Zu erledigen —
Zitiere aus dem Interview zu Corona und Gesundheitswesen wörtlich den Abschnitt von „Service public funktioniere“ bis „noch, Pierre-Yves Maillard?“.

Gezeigter Textauszug —
Corona und Gesundheitswesen: SGB-Chef ­Pierre-Yves Maillard fordert Investitionen
«Langzeitplanung statt Kurzfristdenken»

Service public funktioniere im Gesundheitswesen nur mit gezielten Über­kapazitäten in den Spitälern, sagt Maillard, der in der Waadt Gesundheitsminister war. Das zeige die Corona­krise.

IN AKTION: Pierre-Yves Maillard nimmt 2019 an einer Demo teil für einen entlassenen Gewerkschafter im Vallée de Joux VD teil. (Foto: Keystone)

work: Wir erleben im Moment schon die vierte Coronawelle, wie viele kommen noch, Pierre-Yves Maillard?
Pierre-Yves Maillard: Oh, keine Ahnung, vielleicht stehen wir am Ende, vielleicht auch erst am Ende des Anfangs. Wir wissen es nicht. Klar ist: so schnell verschwindet so ein Virus nicht. Und ebenfalls klar ist: in solchen Krisen verhalten sich die Stärkeren immer rücksichtslos gegenüber den sozial Schwächeren. In Krisen müssen immer Sündenböcke her, Schuldige. Und die werden dann stigmatisiert. Das zeigt die Geschichte. Im Moment werden die Kosovaren und Balkanreisenden zu solchen Corona-Sündenböcken gemacht. Letztes Jahr mussten die Jungen herhalten, die Parties feierten, oder die Älteren, die draussen spazierengingen. Das ist gefährlich, da müssen wir als Gewerkschaften wachsam sein. Was es jetzt besonders braucht, ist Rationalität und Respekt.

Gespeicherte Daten
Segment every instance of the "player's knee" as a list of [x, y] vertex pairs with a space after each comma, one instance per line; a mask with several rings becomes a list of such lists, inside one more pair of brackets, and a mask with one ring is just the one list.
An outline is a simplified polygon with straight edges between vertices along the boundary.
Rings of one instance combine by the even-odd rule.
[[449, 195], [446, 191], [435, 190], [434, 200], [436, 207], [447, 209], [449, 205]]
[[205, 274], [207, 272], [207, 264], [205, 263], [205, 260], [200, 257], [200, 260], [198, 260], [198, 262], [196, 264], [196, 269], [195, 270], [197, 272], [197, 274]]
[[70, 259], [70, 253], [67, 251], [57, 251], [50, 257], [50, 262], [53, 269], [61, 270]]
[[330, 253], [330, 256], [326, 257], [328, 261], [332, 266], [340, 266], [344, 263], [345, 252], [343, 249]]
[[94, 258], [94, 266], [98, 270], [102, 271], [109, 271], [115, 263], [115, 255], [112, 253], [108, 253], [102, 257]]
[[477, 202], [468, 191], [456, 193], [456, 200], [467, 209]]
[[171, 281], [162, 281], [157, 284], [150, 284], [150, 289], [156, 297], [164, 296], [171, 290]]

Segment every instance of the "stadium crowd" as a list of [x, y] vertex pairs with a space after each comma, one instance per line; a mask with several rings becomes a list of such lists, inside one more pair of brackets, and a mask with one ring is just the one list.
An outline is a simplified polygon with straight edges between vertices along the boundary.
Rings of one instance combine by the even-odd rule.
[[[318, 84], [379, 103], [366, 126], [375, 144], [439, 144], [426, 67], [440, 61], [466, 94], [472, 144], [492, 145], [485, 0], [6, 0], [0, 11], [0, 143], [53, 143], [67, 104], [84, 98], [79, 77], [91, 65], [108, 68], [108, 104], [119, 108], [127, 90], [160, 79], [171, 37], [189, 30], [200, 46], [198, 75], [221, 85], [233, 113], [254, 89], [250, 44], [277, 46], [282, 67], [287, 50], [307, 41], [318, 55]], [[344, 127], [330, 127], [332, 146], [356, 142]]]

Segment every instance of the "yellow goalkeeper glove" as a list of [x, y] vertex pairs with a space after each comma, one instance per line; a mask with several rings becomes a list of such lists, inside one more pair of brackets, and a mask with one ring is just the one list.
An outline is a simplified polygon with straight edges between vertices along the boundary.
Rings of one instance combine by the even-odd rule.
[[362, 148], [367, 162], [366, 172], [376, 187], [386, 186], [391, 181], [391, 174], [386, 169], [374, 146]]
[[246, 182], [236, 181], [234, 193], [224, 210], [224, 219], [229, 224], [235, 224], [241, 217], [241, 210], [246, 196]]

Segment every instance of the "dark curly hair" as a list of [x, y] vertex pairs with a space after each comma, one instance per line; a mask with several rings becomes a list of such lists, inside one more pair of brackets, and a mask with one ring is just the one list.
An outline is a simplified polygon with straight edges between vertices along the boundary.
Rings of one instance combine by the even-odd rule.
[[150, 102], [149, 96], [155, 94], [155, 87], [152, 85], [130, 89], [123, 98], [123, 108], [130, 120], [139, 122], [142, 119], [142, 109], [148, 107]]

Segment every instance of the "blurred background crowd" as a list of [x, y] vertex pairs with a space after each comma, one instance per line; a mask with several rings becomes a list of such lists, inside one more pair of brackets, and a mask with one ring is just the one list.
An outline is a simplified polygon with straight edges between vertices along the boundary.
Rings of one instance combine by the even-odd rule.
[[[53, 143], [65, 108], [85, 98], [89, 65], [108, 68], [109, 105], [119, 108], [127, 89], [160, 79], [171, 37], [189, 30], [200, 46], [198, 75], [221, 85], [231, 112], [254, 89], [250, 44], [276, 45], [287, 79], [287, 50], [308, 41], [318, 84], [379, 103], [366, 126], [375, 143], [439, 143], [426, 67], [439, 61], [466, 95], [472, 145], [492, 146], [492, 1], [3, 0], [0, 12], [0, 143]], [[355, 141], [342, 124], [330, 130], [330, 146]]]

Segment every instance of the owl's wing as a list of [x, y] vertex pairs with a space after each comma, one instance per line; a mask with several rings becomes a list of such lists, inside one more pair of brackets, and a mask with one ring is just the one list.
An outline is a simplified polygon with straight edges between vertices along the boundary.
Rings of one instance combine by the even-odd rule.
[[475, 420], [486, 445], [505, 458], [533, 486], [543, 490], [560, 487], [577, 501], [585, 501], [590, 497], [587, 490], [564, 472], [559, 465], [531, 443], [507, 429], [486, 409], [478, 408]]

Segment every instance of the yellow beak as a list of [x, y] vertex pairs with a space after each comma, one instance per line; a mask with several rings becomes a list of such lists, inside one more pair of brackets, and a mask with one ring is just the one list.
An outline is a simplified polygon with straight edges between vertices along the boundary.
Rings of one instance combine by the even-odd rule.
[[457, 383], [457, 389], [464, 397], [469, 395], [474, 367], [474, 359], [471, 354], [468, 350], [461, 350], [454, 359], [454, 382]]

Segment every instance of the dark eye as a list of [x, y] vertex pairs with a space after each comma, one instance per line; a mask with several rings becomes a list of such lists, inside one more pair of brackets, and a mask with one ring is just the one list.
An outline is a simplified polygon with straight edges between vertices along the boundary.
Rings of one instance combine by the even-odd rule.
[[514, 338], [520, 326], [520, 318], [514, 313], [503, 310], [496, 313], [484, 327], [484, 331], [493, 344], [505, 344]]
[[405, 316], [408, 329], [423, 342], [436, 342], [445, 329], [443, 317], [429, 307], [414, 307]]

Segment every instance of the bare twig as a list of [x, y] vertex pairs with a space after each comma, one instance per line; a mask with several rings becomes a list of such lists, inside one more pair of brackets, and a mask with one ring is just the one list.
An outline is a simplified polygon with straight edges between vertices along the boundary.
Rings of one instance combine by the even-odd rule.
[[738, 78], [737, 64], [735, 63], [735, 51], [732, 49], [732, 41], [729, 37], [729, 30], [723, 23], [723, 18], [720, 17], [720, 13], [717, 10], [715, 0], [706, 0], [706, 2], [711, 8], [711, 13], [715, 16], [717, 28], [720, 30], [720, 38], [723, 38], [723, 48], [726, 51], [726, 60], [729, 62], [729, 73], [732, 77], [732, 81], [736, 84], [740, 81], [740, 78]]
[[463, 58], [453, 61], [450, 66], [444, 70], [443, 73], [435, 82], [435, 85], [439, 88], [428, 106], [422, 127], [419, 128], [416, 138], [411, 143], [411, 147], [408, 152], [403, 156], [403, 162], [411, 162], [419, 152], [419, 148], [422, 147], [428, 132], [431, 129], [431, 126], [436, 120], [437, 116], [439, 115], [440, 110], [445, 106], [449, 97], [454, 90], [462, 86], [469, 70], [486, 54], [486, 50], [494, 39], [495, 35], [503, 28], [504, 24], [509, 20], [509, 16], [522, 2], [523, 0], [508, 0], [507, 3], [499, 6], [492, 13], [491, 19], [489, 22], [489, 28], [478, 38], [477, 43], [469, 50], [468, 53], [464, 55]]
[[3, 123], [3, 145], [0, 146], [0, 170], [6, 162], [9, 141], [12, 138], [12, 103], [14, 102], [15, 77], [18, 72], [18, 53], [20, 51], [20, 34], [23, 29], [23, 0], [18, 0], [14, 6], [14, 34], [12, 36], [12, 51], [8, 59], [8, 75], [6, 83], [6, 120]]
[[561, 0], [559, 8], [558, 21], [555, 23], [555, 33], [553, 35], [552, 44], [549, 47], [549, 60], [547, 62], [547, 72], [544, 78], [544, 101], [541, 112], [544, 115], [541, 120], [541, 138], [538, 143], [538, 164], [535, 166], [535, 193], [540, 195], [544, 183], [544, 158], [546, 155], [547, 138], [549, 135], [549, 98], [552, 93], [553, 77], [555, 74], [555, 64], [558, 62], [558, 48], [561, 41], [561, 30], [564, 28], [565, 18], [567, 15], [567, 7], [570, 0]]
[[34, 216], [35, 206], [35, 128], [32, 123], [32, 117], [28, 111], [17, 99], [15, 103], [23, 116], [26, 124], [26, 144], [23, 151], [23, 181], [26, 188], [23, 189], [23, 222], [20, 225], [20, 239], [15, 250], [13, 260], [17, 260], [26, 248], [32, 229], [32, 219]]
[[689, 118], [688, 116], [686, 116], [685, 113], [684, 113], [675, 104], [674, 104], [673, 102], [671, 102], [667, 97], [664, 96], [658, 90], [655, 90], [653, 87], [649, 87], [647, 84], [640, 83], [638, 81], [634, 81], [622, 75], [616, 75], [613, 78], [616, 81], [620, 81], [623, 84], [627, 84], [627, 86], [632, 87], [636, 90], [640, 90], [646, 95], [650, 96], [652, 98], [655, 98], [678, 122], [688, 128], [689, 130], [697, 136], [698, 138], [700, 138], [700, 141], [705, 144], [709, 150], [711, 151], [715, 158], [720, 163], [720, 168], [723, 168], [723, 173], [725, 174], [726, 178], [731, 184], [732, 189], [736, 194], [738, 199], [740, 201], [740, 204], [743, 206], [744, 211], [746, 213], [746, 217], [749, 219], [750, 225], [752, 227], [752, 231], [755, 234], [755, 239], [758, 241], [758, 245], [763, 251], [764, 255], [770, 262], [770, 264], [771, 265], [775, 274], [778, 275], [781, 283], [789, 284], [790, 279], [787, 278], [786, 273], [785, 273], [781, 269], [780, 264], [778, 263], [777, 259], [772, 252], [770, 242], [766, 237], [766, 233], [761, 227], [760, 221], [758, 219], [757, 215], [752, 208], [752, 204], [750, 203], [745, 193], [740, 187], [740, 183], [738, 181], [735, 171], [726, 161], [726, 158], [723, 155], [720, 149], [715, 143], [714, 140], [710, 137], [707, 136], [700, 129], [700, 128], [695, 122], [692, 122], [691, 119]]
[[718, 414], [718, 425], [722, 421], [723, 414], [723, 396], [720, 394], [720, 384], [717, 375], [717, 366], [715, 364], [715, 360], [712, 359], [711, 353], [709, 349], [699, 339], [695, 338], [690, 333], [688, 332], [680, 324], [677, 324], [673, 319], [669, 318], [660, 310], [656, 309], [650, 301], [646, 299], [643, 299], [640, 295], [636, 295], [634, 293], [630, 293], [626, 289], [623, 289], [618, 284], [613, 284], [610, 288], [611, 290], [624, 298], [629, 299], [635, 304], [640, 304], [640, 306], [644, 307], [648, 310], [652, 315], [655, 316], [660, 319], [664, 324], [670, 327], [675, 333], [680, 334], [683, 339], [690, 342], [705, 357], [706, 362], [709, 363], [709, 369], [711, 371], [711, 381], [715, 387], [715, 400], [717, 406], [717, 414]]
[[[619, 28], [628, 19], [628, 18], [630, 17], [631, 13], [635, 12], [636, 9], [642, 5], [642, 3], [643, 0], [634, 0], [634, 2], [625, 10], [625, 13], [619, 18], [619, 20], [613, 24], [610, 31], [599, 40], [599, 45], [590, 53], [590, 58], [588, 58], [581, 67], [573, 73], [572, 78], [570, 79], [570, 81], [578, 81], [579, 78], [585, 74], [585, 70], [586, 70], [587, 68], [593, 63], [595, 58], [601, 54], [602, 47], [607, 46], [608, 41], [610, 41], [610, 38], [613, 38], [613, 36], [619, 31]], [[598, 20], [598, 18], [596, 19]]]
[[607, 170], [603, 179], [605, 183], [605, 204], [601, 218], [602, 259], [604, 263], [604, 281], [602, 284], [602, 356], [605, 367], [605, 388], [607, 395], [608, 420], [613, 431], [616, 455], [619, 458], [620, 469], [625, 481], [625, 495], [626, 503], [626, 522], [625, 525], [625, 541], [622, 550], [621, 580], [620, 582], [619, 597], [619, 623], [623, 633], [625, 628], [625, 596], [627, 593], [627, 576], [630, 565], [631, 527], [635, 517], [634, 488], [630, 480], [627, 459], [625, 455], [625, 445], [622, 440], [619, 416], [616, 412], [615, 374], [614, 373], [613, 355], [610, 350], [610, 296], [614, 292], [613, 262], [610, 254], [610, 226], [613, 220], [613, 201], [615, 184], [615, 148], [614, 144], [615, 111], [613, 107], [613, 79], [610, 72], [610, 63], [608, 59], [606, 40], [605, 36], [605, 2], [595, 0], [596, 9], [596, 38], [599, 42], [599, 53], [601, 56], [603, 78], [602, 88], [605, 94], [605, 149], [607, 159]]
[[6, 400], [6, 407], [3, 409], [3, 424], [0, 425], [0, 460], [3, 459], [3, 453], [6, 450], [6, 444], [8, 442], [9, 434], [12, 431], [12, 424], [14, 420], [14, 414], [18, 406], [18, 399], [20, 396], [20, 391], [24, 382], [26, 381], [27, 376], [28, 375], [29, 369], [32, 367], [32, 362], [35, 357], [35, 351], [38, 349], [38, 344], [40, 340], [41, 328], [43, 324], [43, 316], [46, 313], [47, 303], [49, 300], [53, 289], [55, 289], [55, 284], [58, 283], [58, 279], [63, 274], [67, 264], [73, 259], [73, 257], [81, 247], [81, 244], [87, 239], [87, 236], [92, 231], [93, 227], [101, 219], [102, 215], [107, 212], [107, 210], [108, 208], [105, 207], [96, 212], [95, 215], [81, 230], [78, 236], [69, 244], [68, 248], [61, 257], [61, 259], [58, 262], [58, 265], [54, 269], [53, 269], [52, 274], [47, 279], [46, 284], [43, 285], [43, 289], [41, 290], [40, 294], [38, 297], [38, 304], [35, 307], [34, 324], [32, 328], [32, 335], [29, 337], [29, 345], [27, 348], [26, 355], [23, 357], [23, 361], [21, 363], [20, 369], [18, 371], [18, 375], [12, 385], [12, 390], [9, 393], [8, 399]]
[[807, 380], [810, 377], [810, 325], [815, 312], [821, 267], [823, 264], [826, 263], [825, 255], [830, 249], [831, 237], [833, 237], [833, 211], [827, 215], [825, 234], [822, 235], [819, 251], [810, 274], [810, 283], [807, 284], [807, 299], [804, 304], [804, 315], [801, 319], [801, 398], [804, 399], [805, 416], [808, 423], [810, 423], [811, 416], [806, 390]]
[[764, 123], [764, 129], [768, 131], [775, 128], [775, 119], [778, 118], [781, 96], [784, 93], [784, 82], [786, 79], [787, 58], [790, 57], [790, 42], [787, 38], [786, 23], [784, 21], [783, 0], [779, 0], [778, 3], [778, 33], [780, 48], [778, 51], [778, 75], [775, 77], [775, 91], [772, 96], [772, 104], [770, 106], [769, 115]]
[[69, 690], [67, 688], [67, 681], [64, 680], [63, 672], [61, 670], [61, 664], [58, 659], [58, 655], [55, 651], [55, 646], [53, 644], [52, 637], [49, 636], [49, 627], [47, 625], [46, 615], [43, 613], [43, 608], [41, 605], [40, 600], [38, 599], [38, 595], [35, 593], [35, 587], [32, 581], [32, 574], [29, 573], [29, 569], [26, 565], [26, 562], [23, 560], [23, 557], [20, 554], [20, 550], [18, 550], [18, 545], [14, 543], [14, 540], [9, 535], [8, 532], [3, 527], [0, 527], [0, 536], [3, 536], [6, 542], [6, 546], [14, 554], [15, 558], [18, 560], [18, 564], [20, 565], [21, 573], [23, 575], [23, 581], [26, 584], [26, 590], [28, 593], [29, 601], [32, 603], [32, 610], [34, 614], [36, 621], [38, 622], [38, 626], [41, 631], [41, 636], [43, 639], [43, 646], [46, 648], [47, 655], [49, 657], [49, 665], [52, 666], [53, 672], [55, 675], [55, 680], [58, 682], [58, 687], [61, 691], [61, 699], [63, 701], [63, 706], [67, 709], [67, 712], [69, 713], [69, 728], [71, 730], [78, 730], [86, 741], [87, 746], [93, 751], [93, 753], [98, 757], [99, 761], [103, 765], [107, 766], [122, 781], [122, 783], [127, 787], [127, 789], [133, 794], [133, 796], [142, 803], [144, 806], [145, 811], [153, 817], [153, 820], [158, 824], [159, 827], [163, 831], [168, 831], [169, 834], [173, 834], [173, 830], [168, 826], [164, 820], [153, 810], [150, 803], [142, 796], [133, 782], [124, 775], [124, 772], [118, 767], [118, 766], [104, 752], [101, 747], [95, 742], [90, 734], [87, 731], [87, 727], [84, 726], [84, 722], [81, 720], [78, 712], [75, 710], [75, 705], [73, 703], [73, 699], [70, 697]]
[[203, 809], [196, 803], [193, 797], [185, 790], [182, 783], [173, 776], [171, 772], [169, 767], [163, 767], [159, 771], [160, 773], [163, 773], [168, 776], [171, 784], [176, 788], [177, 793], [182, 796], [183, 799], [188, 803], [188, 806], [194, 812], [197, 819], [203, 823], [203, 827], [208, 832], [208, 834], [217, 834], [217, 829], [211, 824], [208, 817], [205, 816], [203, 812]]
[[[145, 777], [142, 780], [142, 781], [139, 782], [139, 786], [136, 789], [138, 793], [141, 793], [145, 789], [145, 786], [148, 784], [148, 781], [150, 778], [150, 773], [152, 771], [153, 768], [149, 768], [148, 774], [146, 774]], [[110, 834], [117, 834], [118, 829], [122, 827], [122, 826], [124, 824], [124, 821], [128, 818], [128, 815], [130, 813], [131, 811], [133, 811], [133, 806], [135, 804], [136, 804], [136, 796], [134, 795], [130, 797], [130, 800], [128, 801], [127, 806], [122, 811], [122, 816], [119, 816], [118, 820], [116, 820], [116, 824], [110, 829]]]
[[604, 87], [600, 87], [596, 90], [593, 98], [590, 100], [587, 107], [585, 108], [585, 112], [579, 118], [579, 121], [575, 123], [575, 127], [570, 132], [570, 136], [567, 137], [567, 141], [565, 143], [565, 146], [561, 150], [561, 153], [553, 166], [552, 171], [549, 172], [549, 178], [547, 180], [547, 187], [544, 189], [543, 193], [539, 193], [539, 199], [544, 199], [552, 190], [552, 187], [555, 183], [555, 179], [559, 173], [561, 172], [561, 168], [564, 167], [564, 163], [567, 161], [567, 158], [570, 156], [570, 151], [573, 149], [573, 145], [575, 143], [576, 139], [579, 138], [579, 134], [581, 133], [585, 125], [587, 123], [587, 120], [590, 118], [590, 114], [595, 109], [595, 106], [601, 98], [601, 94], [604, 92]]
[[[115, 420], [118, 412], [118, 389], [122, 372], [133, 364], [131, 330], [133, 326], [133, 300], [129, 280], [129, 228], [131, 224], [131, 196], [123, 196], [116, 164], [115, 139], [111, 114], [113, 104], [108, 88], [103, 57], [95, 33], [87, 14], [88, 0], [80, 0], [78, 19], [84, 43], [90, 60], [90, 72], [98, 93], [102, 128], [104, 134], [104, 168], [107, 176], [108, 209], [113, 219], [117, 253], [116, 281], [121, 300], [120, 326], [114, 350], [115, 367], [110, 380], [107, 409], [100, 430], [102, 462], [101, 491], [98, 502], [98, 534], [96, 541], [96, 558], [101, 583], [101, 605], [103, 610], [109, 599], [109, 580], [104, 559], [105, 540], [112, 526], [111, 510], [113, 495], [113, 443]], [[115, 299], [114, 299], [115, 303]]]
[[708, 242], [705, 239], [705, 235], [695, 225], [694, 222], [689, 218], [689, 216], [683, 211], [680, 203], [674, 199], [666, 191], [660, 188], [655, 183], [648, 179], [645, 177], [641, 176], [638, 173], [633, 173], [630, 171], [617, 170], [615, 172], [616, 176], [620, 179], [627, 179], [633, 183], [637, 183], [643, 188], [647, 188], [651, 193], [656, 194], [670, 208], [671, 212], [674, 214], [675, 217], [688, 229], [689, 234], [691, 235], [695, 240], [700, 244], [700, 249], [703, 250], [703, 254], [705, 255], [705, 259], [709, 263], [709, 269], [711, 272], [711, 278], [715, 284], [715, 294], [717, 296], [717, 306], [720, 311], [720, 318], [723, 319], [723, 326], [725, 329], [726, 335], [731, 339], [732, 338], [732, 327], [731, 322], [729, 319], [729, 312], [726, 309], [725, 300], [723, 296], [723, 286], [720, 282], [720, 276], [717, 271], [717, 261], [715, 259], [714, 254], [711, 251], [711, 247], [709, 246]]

Lösung —
Service public funktioniere im Gesundheitswesen nur mit gezielten Über­kapazitäten in den Spitälern, sagt Maillard, der in der Waadt Gesundheitsminister war. Das zeige die Corona­krise.

IN AKTION: Pierre-Yves Maillard nimmt 2019 an einer Demo teil für einen entlassenen Gewerkschafter im Vallée de Joux VD teil. (Foto: Keystone)

work: Wir erleben im Moment schon die vierte Coronawelle, wie viele kommen noch, Pierre-Yves Maillard?